- **Data for this task**:
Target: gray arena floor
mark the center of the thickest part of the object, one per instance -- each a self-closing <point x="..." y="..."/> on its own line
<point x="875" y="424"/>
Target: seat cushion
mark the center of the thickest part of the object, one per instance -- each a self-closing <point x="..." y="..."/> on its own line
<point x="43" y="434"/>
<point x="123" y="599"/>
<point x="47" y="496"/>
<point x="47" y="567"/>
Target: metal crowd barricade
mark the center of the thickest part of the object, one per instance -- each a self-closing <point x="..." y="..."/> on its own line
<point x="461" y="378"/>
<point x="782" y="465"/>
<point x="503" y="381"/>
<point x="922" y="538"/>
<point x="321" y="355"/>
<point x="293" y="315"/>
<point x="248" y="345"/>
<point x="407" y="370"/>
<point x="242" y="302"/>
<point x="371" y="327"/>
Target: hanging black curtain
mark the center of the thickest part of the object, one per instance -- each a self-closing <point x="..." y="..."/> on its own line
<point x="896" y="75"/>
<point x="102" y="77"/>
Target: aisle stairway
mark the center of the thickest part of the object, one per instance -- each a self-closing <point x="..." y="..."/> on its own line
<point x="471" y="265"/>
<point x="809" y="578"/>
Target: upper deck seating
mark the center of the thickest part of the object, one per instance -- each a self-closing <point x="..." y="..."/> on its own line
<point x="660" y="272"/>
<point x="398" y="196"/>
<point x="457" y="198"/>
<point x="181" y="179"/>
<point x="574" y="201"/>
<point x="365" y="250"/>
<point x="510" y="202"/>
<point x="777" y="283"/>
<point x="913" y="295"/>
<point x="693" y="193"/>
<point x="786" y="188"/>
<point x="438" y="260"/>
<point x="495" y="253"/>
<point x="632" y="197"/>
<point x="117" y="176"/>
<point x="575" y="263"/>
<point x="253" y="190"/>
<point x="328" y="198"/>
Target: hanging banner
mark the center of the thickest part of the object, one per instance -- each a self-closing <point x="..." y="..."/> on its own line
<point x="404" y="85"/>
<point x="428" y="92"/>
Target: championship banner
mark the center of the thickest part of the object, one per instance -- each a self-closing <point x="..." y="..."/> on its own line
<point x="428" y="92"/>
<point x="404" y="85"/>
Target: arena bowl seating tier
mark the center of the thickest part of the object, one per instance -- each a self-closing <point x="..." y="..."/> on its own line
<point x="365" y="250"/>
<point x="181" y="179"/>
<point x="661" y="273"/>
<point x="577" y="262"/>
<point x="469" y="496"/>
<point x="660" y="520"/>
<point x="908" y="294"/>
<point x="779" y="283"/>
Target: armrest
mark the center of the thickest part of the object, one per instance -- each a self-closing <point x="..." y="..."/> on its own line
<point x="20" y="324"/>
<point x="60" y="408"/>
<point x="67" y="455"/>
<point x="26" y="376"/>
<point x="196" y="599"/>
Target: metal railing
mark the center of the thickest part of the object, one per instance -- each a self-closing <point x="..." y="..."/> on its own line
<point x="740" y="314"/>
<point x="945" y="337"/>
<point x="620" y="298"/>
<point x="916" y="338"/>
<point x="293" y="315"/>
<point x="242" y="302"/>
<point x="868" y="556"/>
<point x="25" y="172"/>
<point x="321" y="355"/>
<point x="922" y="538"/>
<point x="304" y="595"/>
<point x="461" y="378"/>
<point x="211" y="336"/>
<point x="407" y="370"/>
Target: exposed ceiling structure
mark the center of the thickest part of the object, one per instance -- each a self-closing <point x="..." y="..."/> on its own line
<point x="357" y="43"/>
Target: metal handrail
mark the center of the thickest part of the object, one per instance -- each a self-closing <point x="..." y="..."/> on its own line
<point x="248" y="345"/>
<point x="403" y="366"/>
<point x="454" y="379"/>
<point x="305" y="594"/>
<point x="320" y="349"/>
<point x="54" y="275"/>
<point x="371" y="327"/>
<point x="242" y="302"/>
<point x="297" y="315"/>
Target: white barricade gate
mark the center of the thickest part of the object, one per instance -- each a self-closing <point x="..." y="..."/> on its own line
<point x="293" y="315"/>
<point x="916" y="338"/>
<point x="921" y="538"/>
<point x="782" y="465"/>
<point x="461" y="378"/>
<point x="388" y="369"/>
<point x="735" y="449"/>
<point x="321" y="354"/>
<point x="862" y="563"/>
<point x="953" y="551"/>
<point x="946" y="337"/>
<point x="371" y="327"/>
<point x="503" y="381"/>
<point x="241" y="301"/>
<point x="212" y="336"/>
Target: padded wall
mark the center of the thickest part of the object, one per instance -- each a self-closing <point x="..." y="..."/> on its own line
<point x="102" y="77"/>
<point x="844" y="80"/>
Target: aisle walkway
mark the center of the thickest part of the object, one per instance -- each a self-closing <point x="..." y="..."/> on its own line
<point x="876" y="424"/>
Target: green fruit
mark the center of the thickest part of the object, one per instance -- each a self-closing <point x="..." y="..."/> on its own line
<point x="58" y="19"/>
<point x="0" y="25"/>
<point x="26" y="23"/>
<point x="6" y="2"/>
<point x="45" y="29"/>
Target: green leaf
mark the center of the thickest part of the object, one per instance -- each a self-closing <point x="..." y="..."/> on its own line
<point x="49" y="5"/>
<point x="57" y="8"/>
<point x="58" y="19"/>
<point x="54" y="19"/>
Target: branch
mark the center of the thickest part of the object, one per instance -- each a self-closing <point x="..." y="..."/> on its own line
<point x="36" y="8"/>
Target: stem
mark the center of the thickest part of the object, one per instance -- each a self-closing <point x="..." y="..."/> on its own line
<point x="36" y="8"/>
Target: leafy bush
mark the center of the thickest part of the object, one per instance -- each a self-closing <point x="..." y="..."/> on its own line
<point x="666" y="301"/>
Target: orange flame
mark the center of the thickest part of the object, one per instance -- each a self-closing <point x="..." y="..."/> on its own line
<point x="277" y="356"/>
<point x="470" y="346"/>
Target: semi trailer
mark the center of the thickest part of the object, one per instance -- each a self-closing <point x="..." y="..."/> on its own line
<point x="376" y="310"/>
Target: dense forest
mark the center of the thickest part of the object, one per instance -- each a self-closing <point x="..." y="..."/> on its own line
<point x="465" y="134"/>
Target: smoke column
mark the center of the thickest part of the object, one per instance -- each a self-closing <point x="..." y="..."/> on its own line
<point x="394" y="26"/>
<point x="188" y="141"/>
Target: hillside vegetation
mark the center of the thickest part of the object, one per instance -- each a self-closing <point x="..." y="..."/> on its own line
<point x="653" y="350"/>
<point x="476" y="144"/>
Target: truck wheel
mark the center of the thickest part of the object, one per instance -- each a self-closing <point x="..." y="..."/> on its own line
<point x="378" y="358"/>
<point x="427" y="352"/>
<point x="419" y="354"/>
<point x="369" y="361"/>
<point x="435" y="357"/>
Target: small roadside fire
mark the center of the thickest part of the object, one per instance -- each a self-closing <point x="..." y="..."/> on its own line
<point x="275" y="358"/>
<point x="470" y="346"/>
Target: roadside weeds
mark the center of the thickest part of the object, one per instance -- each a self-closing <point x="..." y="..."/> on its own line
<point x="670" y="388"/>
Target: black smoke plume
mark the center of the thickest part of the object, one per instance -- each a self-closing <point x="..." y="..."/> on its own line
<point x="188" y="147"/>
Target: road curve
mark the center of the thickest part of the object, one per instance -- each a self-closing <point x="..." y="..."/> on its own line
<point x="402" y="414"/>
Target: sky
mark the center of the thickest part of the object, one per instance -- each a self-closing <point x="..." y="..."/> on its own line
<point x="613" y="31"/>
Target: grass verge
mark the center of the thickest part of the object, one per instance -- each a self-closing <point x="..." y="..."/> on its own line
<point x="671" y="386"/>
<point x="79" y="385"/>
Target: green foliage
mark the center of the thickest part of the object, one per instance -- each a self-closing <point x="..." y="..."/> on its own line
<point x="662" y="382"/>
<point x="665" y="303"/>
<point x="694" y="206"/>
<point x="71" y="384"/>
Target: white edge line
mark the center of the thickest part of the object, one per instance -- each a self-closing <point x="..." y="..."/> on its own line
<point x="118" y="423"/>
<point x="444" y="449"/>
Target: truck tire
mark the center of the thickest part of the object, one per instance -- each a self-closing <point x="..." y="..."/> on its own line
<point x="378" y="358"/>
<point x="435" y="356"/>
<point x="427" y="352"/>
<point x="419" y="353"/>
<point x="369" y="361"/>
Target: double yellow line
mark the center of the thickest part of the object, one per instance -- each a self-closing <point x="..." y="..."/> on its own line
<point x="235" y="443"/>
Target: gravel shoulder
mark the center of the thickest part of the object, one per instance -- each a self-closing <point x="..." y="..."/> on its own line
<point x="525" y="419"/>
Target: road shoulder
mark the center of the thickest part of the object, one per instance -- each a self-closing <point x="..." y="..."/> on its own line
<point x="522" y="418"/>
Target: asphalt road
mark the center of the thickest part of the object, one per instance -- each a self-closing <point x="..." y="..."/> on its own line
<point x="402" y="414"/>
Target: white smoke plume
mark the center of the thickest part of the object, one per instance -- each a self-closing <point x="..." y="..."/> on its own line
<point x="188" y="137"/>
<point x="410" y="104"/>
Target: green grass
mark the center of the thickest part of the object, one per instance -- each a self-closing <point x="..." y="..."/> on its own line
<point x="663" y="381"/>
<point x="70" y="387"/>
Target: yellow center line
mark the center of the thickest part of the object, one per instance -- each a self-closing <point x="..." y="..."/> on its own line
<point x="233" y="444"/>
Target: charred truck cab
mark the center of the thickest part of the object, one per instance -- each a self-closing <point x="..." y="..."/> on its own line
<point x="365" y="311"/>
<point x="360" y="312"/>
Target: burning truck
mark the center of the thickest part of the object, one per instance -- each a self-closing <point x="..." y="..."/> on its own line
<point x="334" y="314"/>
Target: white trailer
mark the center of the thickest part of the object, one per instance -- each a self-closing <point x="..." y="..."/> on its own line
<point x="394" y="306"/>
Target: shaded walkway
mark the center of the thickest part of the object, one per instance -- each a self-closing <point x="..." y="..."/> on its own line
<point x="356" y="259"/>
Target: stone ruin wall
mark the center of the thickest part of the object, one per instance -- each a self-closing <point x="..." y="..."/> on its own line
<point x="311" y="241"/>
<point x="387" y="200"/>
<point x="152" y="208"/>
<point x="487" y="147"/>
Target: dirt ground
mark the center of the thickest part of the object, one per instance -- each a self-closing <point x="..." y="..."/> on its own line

- **Given problem**: Return the lines beginning at the one that contains "Target: burning truck" and continuing through the last line of the data, exactly as they stand and without any others.

- **Response below**:
Target: burning truck
mark the center of the thickest part of the object, one per instance -- each a self-closing <point x="..." y="..."/> on its own line
<point x="334" y="314"/>
Target: white trailer
mark the center of the thickest part of the object, one per instance -- each a self-closing <point x="..." y="..."/> on its own line
<point x="394" y="306"/>
Target: shaded walkway
mark the center of the thickest part of the object, one per instance -- each a self-closing <point x="..." y="..."/> on its own line
<point x="356" y="259"/>
Target: stone ruin wall
mark the center of the thickest part of the object, one per instance -- each a self-closing <point x="..." y="..."/> on its own line
<point x="311" y="241"/>
<point x="387" y="200"/>
<point x="152" y="208"/>
<point x="487" y="147"/>
Target: dirt ground
mark the center of the thickest part of the object, one per instance -- each a self-closing <point x="..." y="..."/> on its own line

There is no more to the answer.